> **WHAT THE TASK ASKS**: The required output is the line containing "super quick ask — box the blue" through the final line of the material below, printed exactly, with no other lines.

> **MATERIAL FOR THIS EXERCISE**:
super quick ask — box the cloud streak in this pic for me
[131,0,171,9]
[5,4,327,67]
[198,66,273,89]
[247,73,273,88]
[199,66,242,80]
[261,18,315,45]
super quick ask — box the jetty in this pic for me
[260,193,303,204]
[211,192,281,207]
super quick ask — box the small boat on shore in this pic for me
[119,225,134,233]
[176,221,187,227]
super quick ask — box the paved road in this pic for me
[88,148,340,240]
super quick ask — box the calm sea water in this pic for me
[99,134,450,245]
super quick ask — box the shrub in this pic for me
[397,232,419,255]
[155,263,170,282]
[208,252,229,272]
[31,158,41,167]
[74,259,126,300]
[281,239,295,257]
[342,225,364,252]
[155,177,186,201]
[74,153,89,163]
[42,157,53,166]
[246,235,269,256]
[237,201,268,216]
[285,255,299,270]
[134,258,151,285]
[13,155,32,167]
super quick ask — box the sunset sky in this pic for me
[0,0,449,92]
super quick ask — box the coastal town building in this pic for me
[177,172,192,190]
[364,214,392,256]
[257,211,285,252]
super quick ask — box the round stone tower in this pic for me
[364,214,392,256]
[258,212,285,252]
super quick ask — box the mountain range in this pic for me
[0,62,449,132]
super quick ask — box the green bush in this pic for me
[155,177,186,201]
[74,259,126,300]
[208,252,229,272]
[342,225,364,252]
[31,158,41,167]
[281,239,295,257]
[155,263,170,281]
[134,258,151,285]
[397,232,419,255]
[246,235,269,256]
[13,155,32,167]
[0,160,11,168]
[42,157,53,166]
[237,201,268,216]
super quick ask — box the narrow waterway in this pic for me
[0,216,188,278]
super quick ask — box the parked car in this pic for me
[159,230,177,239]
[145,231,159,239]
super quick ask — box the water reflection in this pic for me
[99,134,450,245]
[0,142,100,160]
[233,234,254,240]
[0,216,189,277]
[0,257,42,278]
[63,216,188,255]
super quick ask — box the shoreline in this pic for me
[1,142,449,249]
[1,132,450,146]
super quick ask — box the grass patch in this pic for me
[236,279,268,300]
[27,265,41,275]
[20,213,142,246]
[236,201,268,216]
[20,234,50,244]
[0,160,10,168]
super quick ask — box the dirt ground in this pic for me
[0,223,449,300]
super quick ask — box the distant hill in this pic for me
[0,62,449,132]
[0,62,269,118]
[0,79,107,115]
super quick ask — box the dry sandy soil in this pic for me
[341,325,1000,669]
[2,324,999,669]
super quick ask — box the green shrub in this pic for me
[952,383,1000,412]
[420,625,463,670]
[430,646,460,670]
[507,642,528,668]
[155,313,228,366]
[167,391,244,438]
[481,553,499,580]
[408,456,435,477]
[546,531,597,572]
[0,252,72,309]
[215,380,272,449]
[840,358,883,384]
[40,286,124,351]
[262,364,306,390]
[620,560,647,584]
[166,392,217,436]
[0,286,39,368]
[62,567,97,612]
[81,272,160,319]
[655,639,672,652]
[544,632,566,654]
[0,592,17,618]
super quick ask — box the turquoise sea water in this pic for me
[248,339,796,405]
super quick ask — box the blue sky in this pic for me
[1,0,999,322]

> **TASK RESPONSE**:
super quick ask — box the blue sky in this pic for me
[1,0,999,322]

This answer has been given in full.